**WHAT THE EXERCISE ASKS:** Rewrite all of the material below as a numbered list with one line per item, skipping blank lines and leaving out any pictures.

──────────

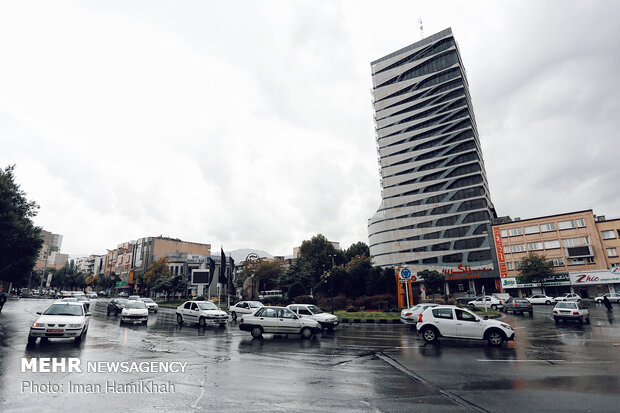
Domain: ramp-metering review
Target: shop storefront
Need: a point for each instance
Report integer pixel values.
(589, 284)
(555, 285)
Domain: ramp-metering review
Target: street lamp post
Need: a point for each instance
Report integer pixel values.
(331, 281)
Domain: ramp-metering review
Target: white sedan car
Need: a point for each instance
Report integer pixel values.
(278, 320)
(325, 319)
(490, 301)
(150, 304)
(135, 312)
(410, 316)
(60, 320)
(612, 297)
(568, 297)
(244, 307)
(201, 312)
(540, 299)
(566, 310)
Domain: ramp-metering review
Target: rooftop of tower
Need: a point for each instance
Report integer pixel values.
(423, 42)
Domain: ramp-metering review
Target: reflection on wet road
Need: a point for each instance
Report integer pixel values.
(358, 367)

──────────

**EXERCISE RESULT:**
1. Domain: ramp-metering review
2. Target: shop storefront
3. Need: a point for each instance
4. Report integer pixel values.
5. (589, 284)
6. (555, 285)
7. Domain: ramp-metering review
8. Target: street lamp post
9. Need: a point for each instance
10. Report integer pixel values.
11. (331, 281)
12. Domain: ramp-metering review
13. Target: white sedan car
14. Need: a point for each instance
15. Report integer pixel values.
16. (278, 320)
17. (325, 319)
18. (490, 301)
19. (150, 304)
20. (135, 312)
21. (410, 316)
22. (60, 320)
23. (612, 297)
24. (568, 297)
25. (244, 307)
26. (201, 312)
27. (540, 299)
28. (566, 310)
29. Domain: ramp-metering review
30. Target: rooftop of tower
31. Need: a point for each instance
32. Report integer pixel values.
33. (423, 42)
34. Domain: ramp-metering review
35. Target: reflection on wet road
36. Need: a point for each instance
37. Report integer pixel values.
38. (358, 367)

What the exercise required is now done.